Texte fourni —
================================

Soigner par l'hypnose. Sans pendule, ni autre poudre de perlimpimpim. La technique a fait ses preuves depuis le XIXè Siècle. A Rennes, le docteur Claude Virot l'utilise depuis 35 ans pour soigner les douleurs psychiques et physiques de ses patients.
Assis dans un fauteuil, les pieds plaqués au sol, le patient écoute la voix lente et posée, qui lui parle. Le soignant l'invite à inspirer très profondément, à fermer les yeux et à partir pour un voyage imaginaire. "Il y a cet endroit où vous vous sentez bien. Cet endroit que vous aimez regarder."
"Par ces techniques, j’apprends aux gens à se fabriquer une bulle de protection", explique le docteur Claude Virot.
Psychiatre à Rennes, il s’est intéressé à l’hypnose dès son internat et l’utilise depuis. Trente-sept ans de pratique.
Parfois parler ne suffit pas. Le patient a bien identifié le problème, mais n’arrive plus à accéder à ses compétences pour le surmonter.
Aller chercher les richesses enfouies
"Le mental reste figé sur un événement et ne peut plus en sortir, illustre le psychiatre. En convoquant des images mentales, l’hypnose permet au patient d’imaginer les solutions. Le patient va puiser dans ses propres ressources."
Les crises de panique, les phobies, l’irritabilité, les troubles du sommeil, les dépressions et même les douleurs chroniques peuvent trouver des solutions grâce à des séances d’hypnose.
"J’avais eu une patiente qui avait de grosses douleurs dans la mâchoire. Elle identifiait ça à une barre de fer qui lui traverserait la bouche, raconte Claude Virot. Je lui ai donc demandé d’imaginer comment faire sortir cette barre de sa bouche. Et elle l’a tellement bien imaginé que la douleur a disparu."
Bien sûr, si la douleur est causée par un vrai problème physique, elle reviendra. Il faudra alors à nouveaau avoir recours à l’hypnose.

================================

Données fournies —
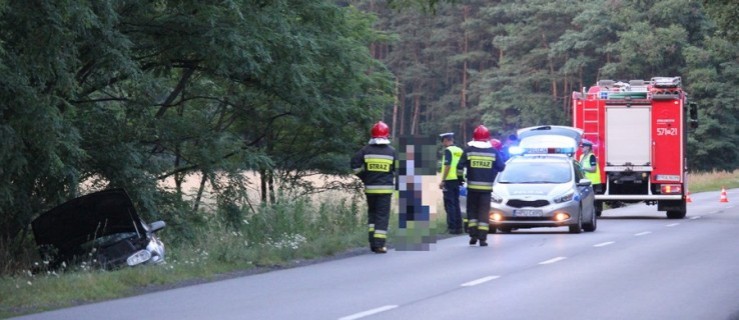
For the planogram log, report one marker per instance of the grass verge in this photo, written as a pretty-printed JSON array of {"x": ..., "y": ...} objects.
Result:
[{"x": 275, "y": 237}]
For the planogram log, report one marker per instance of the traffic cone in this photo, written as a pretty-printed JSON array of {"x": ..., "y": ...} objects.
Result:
[{"x": 723, "y": 195}]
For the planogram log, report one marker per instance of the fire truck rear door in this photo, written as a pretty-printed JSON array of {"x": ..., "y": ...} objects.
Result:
[{"x": 628, "y": 135}]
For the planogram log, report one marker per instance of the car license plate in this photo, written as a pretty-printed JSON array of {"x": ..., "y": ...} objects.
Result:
[
  {"x": 528, "y": 213},
  {"x": 139, "y": 257}
]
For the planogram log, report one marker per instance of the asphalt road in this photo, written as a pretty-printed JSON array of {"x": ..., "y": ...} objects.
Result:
[{"x": 637, "y": 265}]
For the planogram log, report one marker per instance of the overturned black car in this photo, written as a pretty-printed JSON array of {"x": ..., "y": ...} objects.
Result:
[{"x": 101, "y": 229}]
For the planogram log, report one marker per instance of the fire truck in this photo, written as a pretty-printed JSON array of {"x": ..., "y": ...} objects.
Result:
[{"x": 639, "y": 134}]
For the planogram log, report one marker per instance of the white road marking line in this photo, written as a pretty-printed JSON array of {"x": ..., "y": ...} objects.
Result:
[
  {"x": 368, "y": 312},
  {"x": 553, "y": 260},
  {"x": 479, "y": 281},
  {"x": 603, "y": 244}
]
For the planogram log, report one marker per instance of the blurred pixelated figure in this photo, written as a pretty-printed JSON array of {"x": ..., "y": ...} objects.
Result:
[{"x": 417, "y": 171}]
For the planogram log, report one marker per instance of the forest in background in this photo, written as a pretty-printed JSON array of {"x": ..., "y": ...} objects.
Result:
[
  {"x": 132, "y": 93},
  {"x": 514, "y": 64}
]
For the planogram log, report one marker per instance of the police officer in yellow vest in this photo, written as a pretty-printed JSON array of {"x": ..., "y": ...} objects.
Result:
[
  {"x": 589, "y": 165},
  {"x": 450, "y": 183}
]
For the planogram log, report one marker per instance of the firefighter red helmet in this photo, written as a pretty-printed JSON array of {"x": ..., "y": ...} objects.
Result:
[
  {"x": 380, "y": 130},
  {"x": 496, "y": 144},
  {"x": 481, "y": 133}
]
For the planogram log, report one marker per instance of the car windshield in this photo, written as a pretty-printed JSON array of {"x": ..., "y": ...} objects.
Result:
[{"x": 536, "y": 172}]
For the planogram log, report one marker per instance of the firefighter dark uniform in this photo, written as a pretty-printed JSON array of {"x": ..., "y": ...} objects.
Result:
[
  {"x": 482, "y": 163},
  {"x": 450, "y": 183},
  {"x": 375, "y": 165}
]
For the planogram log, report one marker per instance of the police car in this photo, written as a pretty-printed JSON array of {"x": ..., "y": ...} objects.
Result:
[{"x": 543, "y": 185}]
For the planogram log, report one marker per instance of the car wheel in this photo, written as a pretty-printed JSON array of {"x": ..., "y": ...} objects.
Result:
[
  {"x": 577, "y": 227},
  {"x": 593, "y": 224}
]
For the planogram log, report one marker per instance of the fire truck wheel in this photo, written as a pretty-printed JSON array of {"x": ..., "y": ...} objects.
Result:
[{"x": 676, "y": 214}]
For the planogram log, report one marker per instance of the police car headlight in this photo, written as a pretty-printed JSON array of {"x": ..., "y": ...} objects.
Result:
[
  {"x": 496, "y": 198},
  {"x": 565, "y": 198}
]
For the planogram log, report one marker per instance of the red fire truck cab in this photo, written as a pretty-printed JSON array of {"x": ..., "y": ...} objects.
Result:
[{"x": 639, "y": 134}]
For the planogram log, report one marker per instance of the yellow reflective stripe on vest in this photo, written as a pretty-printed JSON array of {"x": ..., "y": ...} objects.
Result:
[
  {"x": 481, "y": 160},
  {"x": 594, "y": 177},
  {"x": 373, "y": 189},
  {"x": 456, "y": 154}
]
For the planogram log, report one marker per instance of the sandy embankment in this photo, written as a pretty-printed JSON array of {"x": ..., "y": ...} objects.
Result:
[{"x": 431, "y": 194}]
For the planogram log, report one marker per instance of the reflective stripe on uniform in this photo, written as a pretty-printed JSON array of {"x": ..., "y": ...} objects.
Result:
[
  {"x": 378, "y": 162},
  {"x": 374, "y": 189},
  {"x": 456, "y": 153}
]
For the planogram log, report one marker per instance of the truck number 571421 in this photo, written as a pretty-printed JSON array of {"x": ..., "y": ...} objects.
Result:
[{"x": 666, "y": 131}]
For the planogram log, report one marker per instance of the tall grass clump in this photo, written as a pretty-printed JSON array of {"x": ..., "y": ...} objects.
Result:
[
  {"x": 269, "y": 236},
  {"x": 708, "y": 181}
]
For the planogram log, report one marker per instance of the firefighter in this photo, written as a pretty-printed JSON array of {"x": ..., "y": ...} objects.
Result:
[
  {"x": 482, "y": 163},
  {"x": 374, "y": 164},
  {"x": 589, "y": 165},
  {"x": 450, "y": 183}
]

================================

Travail à faire —
1. Répondez aux questions suivantes sur l'article consacré à l'hypnose :
(a) Dans quelle ville le docteur Claude Virot exerce-t-il comme psychiatre ?
(b) À quoi la patiente souffrant de la mâchoire identifiait-elle sa douleur ?
(c) Que se passera-t-il si la douleur est causée par un vrai problème physique ?
2. Poursuivez l'article sur l'hypnose à la suite de sa dernière phrase.

Corrigé —
1.
(a) À Rennes.
(b) À une barre de fer qui lui traverserait la bouche.
(c) La douleur reviendra, et il faudra alors de nouveau avoir recours à l'hypnose.

2.
"Sur le plan scientifique, l'hypnose nous échappe"
Campé dans son fauteuil, son regard est rieur. Le mystère et l’incompréhension qui flottent autour de cette pratique semble amuser le docteur Virot. A la question "Comment fonctionne l’hypnose ?", il s’esclaffe : "Personne ne sait. Sur le plan scientifique, ça nous échappe."
L’hypnose est un état de conscience modifié. En d'autres termes, la personne en état d’hypnose ne fonctionne plus selon ses schémas de pensée habituels. "L’hypnose permet de nous extraire de l’environnement pour nous concentrer sur notre monde intérieur". Le patient puise alors dans des ressources auxquelles il n’a pas accès en état d’éveil.
Le Docteur Virot éclaire ses propos par le cas d’une patiente, souffrant de dépression depuis cinq ans. Ses problèmes avaient commencé quelque temps après la mort de son père. Après maintes hospitalisations et de mulptiples traitements médicamenteux, elle se tourne vers l’hypnose.
"Elle a enfin accepté de faire le lien entre sa dépression et la mort de son père. Jusque-là, elle pensait avoir digéré ce décès, témoigne Claude Virot. Dès la première consultation, elle s’est sentie plus tranquille, plus calme et a cessé de penser en permanence à son père. Après la seconde séance, elle a pu se rendre sur la tombe. Elle ne l’avait encore jamais fait."
Les angoisses, la dépression sont des signaux qu’un truc n’a pas été résolu
"Beaucoup de patients consultent suite à des deuils, affirme Claude Virot. Les professionnels de santé ne savent pas s’occuper des deuils. Moi je m’occupe des gens avec leurs morts." Le psychiatre réfléchit, pèse ses mots. Il se concentre à mesure qu’il triture ses lunettes.
"Les angoisses, la dépression sont des signaux qu’un truc n’a pas été résolu, analyse-t-il. Parfois décrypter ces informations s’avère facile, parfois c’est très flou."
La psychiatrie et le Covid
Impossible d'interroger un psychiatre en cette période de Covid sans aborder les angoisses chariées par la crise sanitaire.
Le Covid n’a pas augmenté le nombre de patients, mais il complique encore les choses. Quatre patients sur cinq me parlent du Covid, même s’ils ne consultent pas pour ça.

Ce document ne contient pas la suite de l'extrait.